= READING PASSAGE =
# Gapless tile



## Hardly Working (Apr 7, 2005)

I have a customer that wants their Maple floors taken up and tile put down in the kitchen. When I say tile it'll be stone, but they want no gaps in the tiles for food and other things to get into. What are the methods to do this is it an Epoxy or what. I need to sub this out but I need to know what I'm getting into and what needs to be done right.


----------



## Mike Costello (Aug 1, 2004)

The solution to a gapless job would be grout. Fill the gaps with grout and the food will bounce right off!:thumbsup:


----------



## Mike Costello (Aug 1, 2004)

Hardly Working said:


> I have a customer that wants their Maple floors taken up and tile put down in the kitchen. When I say tile it'll be stone, but they want no gaps in the tiles for food and other things to get into. What are the methods to do this is it an Epoxy or what. I need to sub this out but I need to know what I'm getting into and what needs to be done right.




Ok the last post was tongue in cheek.

It would be difficult to tell you what your contractor should do to make it right. We need a little more info like what type of stone, I assume its a wood floor underneath?

Do you mean epoxy grout?
Will you be using cement board as underlayment?

By laying the stone up against each other with no grout leaves more opportunity for gaps to form.


----------



## Glasshousebltr (Feb 9, 2004)

You need some gap to take up inconsistencies in the stone factory cut. I'd talk them into a 1/16th gap and a sand less grout with additive (holds up better)

Bob


----------



## Floorwizard (Sep 24, 2003)

I agree.


----------



## R&D Tile (Apr 5, 2005)

Also agree, you need a joint, do not butt tile or stone, 1/32 to 1/16" for stone, if you grout butted tile, it will just flake out of the joint on top and then all the dirt and critters will have a nice home.


----------



## Hardly Working (Apr 7, 2005)

The material is to be slate but as I said they'd like it gapless. I think 1/16 agp with an epoxy grout would work. Again to the PRO's out there is this the right way to go? If I'm paying a guy to lay this I want it done the right way and my way. The first time. So is an epoxy a good way to go? Oh yeh The sub floor is T&G plywood and new underlayment is in order. I'll be honest I'm not a tile guy but I can do it. This is one job though I'll sub out to a pro.


----------



## Mike Finley (Apr 28, 2004)

I don't see why epoxy grout is required, but if you want it why not. There should be an upcharge for it.


----------



## Pearce Services (Nov 21, 2005)

Any "butt-joint" installations I've ever seen were all "Mud-jobs". this allows you to control the thickness of the tile, and eliminate any uneveness in the floor.

If your floor is not perfectly flat on the same plane, you will see the corners of the tiles.

[Records held in a dataset]
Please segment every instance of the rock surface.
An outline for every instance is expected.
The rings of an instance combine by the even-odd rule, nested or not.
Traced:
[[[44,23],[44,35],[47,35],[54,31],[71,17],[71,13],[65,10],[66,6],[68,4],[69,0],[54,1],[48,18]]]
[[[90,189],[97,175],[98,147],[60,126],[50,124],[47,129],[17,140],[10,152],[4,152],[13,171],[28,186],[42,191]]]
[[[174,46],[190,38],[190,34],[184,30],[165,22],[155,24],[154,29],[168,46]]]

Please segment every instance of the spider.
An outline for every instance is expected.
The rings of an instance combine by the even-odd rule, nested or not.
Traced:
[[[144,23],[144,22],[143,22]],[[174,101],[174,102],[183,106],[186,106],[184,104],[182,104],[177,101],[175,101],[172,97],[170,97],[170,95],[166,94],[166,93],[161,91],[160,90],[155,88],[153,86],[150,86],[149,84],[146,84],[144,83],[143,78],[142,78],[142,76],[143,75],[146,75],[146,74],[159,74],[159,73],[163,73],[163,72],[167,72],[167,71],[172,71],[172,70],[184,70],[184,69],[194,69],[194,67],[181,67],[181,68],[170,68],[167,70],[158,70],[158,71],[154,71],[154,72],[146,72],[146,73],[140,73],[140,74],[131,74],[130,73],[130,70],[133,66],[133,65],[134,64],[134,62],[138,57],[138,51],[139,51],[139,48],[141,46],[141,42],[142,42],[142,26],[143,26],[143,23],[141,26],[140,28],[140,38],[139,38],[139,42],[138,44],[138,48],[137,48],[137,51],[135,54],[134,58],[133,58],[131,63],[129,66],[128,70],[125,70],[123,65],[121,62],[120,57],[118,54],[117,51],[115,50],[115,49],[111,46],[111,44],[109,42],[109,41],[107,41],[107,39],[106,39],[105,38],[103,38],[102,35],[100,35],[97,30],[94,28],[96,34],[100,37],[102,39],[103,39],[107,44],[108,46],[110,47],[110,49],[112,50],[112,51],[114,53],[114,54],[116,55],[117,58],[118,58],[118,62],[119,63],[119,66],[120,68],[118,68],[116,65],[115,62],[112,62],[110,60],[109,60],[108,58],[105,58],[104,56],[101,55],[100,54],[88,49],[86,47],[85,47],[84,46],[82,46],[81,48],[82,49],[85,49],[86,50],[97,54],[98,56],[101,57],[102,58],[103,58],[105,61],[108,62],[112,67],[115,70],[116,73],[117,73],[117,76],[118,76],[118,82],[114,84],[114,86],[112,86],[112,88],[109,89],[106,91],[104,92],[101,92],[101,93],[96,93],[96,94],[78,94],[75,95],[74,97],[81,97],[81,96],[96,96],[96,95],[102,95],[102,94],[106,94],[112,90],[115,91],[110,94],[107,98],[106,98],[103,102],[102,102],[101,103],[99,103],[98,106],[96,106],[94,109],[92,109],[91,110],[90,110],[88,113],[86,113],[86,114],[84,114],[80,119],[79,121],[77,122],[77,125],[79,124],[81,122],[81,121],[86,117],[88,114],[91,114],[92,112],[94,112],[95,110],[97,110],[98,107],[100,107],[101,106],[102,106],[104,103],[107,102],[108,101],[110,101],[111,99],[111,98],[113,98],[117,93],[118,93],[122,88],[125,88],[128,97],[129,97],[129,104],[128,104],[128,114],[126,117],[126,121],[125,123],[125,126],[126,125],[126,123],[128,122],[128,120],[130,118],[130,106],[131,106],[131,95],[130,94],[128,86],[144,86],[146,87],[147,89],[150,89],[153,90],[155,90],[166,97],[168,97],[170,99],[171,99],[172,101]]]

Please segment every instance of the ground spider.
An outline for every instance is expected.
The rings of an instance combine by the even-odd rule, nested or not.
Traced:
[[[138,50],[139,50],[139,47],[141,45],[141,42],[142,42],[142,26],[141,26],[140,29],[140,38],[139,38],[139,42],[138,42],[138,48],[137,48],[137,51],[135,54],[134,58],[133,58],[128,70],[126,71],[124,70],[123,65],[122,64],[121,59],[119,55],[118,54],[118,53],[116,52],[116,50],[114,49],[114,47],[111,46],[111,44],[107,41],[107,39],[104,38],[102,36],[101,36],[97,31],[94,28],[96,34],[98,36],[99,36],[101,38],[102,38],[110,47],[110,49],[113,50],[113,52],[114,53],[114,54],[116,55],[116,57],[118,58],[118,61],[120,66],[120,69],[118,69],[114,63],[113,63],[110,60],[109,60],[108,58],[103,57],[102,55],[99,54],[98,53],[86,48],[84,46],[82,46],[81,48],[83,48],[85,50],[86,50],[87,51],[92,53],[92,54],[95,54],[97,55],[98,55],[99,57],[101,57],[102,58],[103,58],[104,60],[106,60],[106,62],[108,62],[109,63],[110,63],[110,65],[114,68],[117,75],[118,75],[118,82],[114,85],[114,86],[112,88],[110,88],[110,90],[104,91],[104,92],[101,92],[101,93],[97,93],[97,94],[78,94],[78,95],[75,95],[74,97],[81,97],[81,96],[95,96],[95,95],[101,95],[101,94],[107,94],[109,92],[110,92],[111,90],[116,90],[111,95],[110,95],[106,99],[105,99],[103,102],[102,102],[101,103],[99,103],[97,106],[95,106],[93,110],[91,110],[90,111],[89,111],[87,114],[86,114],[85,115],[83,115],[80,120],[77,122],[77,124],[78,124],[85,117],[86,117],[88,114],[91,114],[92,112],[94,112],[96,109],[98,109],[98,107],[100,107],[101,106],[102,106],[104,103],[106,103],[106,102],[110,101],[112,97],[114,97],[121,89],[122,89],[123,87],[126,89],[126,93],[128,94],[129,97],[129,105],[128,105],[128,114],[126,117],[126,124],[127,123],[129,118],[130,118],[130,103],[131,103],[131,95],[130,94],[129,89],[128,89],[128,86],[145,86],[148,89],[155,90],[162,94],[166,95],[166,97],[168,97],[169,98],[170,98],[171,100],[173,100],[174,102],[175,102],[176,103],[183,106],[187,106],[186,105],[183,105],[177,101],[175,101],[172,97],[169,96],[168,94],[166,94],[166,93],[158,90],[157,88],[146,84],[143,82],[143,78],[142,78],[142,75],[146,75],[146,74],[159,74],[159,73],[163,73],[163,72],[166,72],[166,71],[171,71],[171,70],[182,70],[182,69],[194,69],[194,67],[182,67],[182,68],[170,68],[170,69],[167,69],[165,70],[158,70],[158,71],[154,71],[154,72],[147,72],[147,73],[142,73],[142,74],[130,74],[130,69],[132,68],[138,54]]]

---

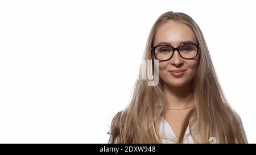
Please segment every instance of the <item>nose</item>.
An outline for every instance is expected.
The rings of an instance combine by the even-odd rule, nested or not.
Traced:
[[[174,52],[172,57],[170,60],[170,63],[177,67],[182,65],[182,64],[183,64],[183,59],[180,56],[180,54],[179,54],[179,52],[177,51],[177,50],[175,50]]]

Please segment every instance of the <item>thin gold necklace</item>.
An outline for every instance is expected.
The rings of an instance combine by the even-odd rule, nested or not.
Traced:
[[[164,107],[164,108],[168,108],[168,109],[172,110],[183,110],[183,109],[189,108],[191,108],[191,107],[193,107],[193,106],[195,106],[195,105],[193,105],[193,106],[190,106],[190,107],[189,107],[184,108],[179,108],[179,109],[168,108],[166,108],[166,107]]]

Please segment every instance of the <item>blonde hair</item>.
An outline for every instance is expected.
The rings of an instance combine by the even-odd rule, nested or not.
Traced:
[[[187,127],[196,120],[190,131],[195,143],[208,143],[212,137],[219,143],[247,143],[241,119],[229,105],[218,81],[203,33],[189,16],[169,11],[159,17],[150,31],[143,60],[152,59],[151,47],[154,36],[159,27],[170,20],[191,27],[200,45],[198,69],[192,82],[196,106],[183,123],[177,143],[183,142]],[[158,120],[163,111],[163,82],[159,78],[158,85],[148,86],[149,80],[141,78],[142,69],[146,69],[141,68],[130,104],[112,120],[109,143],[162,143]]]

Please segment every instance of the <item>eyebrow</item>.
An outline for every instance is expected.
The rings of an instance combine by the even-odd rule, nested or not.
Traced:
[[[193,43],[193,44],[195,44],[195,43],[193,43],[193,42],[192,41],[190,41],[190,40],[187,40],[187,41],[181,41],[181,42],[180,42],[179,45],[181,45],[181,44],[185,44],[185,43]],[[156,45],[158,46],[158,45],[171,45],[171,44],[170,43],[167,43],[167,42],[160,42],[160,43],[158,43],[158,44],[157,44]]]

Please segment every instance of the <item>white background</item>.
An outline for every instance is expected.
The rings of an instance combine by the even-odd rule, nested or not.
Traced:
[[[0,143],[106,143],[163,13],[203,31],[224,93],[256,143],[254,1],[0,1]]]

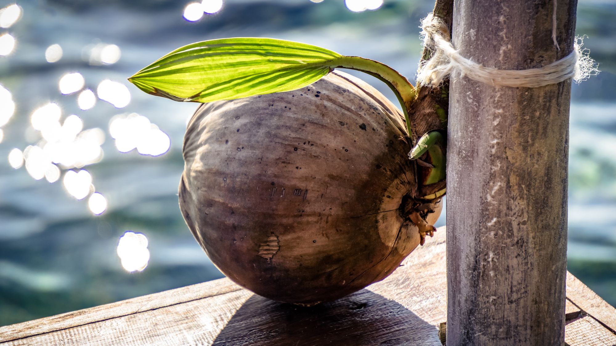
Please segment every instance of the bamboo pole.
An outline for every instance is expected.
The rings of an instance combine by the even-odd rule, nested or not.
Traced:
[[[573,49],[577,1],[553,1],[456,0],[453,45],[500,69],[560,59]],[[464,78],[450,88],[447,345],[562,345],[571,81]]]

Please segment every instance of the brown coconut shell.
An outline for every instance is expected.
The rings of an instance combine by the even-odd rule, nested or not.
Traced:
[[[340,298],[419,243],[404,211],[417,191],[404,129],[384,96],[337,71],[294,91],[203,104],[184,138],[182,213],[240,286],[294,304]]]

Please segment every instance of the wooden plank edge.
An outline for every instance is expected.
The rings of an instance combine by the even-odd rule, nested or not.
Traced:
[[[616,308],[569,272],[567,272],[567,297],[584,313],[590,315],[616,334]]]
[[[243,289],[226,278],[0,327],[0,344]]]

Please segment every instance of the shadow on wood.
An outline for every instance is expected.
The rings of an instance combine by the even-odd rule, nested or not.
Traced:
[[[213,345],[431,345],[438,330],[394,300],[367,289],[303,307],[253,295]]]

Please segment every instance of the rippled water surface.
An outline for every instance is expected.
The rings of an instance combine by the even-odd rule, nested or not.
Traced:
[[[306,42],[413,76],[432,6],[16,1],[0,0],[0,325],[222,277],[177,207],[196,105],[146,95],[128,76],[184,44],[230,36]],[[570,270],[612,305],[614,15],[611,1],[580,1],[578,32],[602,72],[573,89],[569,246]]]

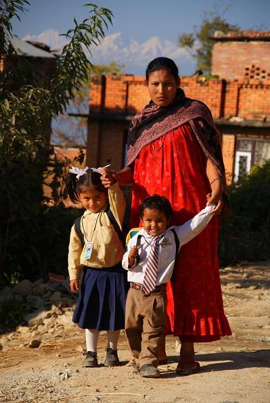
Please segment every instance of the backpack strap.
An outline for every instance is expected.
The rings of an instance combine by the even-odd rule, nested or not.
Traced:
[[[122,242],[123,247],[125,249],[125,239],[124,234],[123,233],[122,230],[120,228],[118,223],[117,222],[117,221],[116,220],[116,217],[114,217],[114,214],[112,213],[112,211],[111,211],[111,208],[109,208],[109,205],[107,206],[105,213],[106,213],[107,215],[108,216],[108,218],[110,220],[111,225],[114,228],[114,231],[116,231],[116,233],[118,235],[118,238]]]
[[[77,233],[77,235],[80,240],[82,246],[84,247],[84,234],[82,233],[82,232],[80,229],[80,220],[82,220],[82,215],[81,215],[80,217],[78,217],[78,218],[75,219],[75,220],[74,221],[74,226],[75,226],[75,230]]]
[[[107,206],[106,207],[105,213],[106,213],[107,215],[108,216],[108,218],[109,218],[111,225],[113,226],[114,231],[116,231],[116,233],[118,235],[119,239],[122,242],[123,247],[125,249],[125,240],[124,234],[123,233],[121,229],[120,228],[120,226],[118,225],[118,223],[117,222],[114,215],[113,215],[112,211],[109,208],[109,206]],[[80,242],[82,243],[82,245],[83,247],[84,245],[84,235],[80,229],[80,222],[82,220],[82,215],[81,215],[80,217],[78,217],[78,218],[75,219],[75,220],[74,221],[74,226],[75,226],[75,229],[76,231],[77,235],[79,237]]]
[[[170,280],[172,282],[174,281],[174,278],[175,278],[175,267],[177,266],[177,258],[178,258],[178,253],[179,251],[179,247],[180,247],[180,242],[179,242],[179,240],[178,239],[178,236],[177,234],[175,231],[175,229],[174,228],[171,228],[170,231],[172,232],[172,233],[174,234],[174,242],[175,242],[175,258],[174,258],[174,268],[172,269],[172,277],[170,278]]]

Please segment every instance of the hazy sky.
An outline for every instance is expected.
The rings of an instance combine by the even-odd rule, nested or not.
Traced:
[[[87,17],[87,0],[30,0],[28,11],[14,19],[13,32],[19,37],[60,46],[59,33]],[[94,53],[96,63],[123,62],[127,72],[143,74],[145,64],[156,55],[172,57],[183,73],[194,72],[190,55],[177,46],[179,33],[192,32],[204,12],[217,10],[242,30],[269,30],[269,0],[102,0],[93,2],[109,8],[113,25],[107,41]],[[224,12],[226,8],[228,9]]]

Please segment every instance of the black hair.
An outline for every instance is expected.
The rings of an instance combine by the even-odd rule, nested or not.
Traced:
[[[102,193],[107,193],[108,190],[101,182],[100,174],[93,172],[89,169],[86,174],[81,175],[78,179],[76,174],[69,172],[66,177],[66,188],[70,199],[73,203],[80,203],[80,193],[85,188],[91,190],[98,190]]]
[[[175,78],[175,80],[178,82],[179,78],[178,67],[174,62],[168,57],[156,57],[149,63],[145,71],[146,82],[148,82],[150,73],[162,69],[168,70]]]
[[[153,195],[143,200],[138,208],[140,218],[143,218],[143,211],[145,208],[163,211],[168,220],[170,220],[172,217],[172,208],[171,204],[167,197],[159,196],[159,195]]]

* * *

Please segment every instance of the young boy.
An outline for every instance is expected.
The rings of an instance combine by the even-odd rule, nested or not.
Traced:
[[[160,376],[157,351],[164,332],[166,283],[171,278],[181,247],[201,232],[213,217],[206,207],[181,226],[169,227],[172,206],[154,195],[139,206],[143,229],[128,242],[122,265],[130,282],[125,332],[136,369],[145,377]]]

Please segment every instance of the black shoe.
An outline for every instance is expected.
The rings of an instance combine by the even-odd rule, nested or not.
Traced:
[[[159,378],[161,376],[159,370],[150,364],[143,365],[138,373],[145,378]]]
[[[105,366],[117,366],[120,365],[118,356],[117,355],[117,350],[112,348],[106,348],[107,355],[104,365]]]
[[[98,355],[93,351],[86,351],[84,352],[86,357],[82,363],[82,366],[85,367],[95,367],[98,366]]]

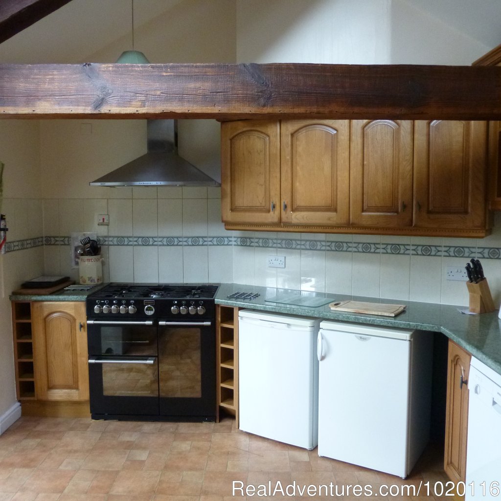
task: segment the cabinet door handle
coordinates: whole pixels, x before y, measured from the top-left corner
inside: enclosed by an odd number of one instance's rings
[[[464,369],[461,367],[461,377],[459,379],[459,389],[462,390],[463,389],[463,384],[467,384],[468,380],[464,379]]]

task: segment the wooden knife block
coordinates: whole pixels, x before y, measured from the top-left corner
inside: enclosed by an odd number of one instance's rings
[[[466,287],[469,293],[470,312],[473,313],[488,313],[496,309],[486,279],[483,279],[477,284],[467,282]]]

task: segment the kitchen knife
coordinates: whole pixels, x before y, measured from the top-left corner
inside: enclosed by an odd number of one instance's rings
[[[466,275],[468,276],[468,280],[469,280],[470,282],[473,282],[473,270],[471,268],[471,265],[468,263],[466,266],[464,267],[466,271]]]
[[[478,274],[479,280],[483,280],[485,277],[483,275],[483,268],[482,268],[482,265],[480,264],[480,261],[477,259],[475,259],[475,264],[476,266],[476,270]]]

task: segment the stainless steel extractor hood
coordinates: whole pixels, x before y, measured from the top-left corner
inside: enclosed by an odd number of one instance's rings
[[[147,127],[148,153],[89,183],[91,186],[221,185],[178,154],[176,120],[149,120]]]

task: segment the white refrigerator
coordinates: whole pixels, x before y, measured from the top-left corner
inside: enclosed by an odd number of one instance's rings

= WRITTEN EXERCISE A =
Answer these questions about the forum thread on gapless tile:
(i) What stone does the customer plan to use?
(ii) What joint width range does R&D Tile give for stone?
(iii) What kind of jobs were all the butt-joint installations Pearce Services had seen?
= WRITTEN EXERCISE B =
Which usernames post in the forum thread on gapless tile? List each one once.

= EXPECTED ANSWER A =
(i) Slate.
(ii) 1/32 to 1/16".
(iii) Mud-jobs.

= EXPECTED ANSWER B =
Hardly Working
Mike Costello
Glasshousebltr
Floorwizard
R&D Tile
Mike Finley
Pearce Services